Each entry below must be repeated word for word.

── Information provided ──

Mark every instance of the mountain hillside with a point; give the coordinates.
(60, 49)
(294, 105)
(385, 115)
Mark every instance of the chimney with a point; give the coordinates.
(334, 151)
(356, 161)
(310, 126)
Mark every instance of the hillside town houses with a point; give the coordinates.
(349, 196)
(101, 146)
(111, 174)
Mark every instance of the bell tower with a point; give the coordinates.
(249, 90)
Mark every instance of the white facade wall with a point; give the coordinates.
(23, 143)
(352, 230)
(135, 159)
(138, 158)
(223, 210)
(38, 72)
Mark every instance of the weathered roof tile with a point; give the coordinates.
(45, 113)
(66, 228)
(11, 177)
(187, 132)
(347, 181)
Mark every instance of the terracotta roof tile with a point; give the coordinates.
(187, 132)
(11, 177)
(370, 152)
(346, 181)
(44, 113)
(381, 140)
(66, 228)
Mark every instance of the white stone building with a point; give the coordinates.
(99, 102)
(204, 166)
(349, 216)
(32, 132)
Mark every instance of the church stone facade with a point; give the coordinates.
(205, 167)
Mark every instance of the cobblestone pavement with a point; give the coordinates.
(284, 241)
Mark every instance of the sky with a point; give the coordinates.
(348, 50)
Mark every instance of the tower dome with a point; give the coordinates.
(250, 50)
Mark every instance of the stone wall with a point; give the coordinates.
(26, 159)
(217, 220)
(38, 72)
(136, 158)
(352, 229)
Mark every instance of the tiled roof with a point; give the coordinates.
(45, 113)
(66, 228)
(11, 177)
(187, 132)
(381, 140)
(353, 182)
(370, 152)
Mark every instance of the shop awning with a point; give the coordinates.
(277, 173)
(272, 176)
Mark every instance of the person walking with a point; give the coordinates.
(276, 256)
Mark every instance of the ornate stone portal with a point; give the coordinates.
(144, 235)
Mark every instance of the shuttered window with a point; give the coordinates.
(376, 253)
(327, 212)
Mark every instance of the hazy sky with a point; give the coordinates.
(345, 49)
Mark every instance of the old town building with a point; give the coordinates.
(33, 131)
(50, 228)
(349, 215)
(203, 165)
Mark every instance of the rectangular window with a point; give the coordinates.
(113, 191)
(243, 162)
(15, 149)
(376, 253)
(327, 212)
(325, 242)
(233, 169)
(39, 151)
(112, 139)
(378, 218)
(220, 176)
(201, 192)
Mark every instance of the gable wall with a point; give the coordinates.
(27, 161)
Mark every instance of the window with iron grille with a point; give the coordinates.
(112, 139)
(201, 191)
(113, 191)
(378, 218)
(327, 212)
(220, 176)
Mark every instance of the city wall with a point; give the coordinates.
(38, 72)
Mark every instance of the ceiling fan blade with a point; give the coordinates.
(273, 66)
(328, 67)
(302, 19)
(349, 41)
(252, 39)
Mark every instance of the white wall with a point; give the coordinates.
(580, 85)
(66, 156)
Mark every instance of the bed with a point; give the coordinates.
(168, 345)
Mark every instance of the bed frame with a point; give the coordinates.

───

■ Result of this task
Mark every instance of the mountain hillside with a point; give the coordinates.
(60, 49)
(294, 105)
(385, 115)
Mark every instance of the chimney with a point; give the coordinates.
(334, 151)
(356, 161)
(310, 126)
Mark every instance of the hillside town houses with a point; give the coordinates.
(349, 196)
(101, 146)
(111, 174)
Mark every instance of the bell tower with a point; give the coordinates.
(249, 90)
Mark every instance of the white facade wall with a point; give the coordinates.
(23, 143)
(352, 230)
(135, 159)
(138, 158)
(223, 210)
(38, 72)
Mark every instance of the weathered roof tile with a point; give the coordinates.
(45, 113)
(66, 228)
(11, 177)
(187, 132)
(347, 181)
Mark every instance of the terracotta roof tile with a point; give the coordinates.
(187, 132)
(11, 177)
(370, 152)
(346, 181)
(44, 113)
(381, 140)
(66, 228)
Mark every instance of the white stone building with a point; give the coordinates.
(99, 102)
(204, 166)
(349, 216)
(32, 132)
Mark every instance of the church stone facade with a point; give the coordinates.
(205, 167)
Mark every instance of the cobblestone pavement with a point; give the coordinates.
(284, 241)
Mark every instance of the sky with a point; give the coordinates.
(348, 50)
Mark every instance of the tower dome with a point; give the coordinates.
(250, 50)
Mark every instance of the stone wall with a point; give the coordinates.
(26, 159)
(217, 220)
(38, 72)
(136, 158)
(352, 229)
Mark every instance of the tiled roof with a point; give the coordinates.
(45, 113)
(66, 228)
(11, 177)
(187, 132)
(381, 140)
(353, 182)
(370, 152)
Mark every instance of the shop awning with a point; give the coordinates.
(277, 173)
(272, 176)
Mark every instance of the person walking with a point; give the coordinates.
(276, 256)
Mark every instance of the ornate stone portal with a point; give the coordinates.
(144, 235)
Mark every instance of the shuttered window with a point; give the coordinates.
(376, 253)
(327, 212)
Mark every instance of the hazy sky with a point; give the coordinates.
(345, 49)
Mark every instance of the old town building with a point; give the coordinates.
(33, 131)
(50, 228)
(349, 215)
(203, 165)
Mark every instance of the rectangular window with a point; give the coordinates.
(113, 191)
(243, 162)
(15, 149)
(376, 253)
(327, 212)
(325, 242)
(233, 169)
(39, 151)
(112, 139)
(378, 218)
(220, 176)
(201, 192)
Mark every instance of the gable wall with a point; give the coordinates.
(27, 161)
Mark every instance of the window with iron grille with a point; give the coordinates.
(112, 139)
(201, 191)
(113, 191)
(378, 218)
(327, 212)
(220, 176)
Mark every instance of the city wall with a point; give the coordinates.
(38, 72)
Mark every instance of the ceiling fan blade with a point; give the coordinates.
(273, 66)
(328, 67)
(302, 19)
(349, 41)
(252, 39)
Mark every instance of the white wall with a point; give the coordinates.
(580, 85)
(66, 156)
Mark every instance of the bed with a point; give the coordinates.
(168, 345)
Mark every instance of the bed frame with a point; give the coordinates.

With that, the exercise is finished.